** Start of Records to use **

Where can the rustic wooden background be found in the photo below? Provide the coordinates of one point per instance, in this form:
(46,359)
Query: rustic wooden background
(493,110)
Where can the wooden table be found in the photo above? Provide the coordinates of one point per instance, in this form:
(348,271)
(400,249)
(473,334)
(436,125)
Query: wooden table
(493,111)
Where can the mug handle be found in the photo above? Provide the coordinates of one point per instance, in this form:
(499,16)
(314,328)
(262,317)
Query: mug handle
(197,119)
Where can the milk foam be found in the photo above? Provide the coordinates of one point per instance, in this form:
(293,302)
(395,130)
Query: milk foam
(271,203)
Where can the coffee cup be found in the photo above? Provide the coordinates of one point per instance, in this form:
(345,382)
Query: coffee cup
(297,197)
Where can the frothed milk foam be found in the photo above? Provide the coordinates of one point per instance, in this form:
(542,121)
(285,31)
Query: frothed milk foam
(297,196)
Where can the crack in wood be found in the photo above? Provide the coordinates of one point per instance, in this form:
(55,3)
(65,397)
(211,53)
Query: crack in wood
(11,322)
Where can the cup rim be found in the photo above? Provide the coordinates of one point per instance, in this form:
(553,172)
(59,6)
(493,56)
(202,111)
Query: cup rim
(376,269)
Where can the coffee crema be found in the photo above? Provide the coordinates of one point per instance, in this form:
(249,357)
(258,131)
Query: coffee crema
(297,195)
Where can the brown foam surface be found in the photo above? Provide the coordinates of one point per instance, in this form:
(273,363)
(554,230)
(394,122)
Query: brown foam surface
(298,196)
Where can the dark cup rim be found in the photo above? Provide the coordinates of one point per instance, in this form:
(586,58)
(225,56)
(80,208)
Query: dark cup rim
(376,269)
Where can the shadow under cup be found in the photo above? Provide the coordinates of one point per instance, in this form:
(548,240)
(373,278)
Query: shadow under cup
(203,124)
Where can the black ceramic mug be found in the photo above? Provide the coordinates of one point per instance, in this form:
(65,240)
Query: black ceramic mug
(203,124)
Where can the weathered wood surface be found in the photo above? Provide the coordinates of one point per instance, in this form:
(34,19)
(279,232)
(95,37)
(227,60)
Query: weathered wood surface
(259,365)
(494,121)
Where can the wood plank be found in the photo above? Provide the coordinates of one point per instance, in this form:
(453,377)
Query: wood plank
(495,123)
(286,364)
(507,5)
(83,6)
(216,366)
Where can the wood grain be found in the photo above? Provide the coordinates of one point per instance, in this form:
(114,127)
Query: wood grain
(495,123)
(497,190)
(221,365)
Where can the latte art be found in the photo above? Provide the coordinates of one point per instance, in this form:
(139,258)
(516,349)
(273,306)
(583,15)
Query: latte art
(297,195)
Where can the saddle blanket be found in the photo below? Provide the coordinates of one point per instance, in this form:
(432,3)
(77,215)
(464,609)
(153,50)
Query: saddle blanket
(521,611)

** End of Records to use **
** Start of Records to use **

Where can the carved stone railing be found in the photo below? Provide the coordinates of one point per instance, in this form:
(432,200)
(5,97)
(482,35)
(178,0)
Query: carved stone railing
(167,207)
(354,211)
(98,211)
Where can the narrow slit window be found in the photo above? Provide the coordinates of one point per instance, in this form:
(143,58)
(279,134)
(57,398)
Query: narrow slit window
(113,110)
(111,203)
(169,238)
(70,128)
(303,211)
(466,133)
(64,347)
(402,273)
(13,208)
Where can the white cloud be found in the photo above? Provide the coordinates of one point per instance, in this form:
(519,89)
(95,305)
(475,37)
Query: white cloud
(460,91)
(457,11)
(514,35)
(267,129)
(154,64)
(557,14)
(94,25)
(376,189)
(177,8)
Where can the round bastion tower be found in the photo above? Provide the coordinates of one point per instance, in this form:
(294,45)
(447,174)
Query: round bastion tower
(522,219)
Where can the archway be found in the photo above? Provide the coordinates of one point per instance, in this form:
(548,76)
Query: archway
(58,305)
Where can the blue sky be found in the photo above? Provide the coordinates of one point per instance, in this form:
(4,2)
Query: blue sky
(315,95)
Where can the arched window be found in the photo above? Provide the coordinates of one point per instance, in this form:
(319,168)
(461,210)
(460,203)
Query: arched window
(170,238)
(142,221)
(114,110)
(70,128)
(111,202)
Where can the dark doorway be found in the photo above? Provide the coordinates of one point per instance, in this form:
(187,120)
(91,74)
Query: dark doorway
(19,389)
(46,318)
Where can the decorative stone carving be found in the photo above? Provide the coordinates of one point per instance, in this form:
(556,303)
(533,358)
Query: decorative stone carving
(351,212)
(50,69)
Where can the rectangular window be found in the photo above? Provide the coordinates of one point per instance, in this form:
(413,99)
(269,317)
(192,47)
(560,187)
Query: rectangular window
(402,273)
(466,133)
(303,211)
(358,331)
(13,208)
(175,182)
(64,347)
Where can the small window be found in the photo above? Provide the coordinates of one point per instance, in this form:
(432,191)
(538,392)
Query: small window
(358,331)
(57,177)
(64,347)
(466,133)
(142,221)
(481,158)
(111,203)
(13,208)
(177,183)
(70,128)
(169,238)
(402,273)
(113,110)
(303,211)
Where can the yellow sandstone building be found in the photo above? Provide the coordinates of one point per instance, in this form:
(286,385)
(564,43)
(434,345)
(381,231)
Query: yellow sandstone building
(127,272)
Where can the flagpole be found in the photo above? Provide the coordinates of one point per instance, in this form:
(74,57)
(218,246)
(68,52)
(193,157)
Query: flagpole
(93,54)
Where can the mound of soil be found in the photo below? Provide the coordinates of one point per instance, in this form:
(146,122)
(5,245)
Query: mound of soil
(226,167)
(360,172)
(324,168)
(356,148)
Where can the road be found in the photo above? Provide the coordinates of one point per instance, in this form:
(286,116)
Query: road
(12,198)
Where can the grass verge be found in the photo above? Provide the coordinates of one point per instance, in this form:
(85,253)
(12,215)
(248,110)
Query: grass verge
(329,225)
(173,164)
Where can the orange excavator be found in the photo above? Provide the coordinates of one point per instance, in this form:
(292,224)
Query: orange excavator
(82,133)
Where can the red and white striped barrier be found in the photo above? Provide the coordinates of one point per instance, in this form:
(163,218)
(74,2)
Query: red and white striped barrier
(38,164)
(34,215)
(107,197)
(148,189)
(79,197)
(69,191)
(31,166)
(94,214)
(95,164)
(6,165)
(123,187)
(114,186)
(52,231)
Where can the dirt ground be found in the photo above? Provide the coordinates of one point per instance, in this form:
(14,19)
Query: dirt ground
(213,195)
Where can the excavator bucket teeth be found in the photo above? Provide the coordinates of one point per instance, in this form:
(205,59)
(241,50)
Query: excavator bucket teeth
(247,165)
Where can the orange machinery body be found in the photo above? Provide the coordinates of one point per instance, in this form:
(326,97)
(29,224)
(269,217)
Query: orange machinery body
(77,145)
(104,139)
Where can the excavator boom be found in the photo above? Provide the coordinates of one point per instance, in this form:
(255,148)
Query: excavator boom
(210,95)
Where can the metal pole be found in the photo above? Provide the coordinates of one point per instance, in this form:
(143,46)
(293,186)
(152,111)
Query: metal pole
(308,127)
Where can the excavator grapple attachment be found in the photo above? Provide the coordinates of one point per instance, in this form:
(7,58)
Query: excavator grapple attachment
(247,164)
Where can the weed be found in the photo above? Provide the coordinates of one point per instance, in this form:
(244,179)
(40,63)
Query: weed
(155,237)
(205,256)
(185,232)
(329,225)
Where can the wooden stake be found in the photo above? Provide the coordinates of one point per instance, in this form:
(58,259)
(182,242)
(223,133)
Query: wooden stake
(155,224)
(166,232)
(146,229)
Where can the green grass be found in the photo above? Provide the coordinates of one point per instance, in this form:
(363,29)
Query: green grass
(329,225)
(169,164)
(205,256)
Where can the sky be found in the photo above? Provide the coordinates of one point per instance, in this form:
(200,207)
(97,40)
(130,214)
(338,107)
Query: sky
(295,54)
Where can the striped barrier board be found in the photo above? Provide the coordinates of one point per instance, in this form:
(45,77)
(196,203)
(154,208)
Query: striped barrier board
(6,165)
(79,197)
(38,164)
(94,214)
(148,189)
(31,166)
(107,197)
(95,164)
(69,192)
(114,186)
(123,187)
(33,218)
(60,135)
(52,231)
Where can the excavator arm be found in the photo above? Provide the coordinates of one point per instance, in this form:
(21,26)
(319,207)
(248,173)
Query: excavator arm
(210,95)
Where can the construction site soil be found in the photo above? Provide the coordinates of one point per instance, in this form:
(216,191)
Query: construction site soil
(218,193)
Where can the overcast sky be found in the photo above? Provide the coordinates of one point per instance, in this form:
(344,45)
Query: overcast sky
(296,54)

** End of Records to use **
** Start of Records to use **

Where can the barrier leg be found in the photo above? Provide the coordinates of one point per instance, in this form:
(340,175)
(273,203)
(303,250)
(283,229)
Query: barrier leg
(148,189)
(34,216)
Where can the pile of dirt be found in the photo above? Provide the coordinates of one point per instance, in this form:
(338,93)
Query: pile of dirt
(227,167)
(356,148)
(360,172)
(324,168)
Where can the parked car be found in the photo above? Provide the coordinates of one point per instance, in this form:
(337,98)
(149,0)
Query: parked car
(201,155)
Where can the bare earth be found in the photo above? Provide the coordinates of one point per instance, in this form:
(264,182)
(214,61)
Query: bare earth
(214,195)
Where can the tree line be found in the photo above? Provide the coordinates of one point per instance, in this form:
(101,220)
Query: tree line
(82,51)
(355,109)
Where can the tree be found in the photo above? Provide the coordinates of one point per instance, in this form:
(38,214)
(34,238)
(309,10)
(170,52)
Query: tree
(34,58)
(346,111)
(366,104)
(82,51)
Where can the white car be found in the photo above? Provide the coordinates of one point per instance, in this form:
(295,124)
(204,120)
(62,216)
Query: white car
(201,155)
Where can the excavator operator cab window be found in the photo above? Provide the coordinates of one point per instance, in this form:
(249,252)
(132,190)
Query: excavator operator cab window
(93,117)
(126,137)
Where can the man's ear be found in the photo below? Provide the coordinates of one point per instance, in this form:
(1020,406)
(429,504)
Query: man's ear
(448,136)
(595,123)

** End of Records to use **

Please pick out each line in the material above that contains the string "weathered" and copy those lines in full. The match is case-sensitive.

Where can the weathered wood surface be found in the photo above? Provide the coordinates of one point per instance, in this form:
Query: weathered wood surface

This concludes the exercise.